=== Text section ===

Lazy fucking slackers I guess. They just want hand outs. Let them starve./s
Austerity is most probably NEVER the right thing to do. Why is it that people buy into this ? Why is it people think we must pay down the debt, ever? How do we change that?
Austerity…it’s like the zombie that just won’t die off. Once again, we can only hope that the crazy Republicans prevent Obama from passing the B-S Plan like last time.
It’s a shame that we’re relying on sociopaths (Republicans) to stop sociopaths (Pete Peterson and his cabal).
Warren Mosler said that unemployment is like putting nine bones in a room and sending ten dogs in to fetch them. Somebody’s gonna lose. I guess that dog is a slacker.
Macroeconomics, Paul R. Krugman
Side Effects of Public Policy
Hack.
All the more reason to continue to tie the names of Peterson, Bowles, and Simpson (and I would add Kent Conrad) to this whole fiscal cliff mess. Conrad was the one who forced Obama to unilaterally surrender on this issue in order to get reconciliation of Max Baucus’s Health Insurer Subsidy bill passed.

=== Input data ===

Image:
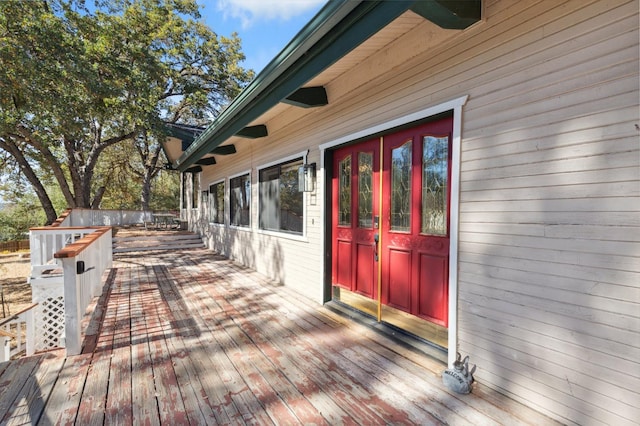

===

What to do - From the austerity comments, write out the passage beginning at "Austerity…it’s like the" up to and including "is a slacker.".

Task output -
Austerity…it’s like the zombie that just won’t die off. Once again, we can only hope that the crazy Republicans prevent Obama from passing the B-S Plan like last time.
It’s a shame that we’re relying on sociopaths (Republicans) to stop sociopaths (Pete Peterson and his cabal).
Warren Mosler said that unemployment is like putting nine bones in a room and sending ten dogs in to fetch them. Somebody’s gonna lose. I guess that dog is a slacker.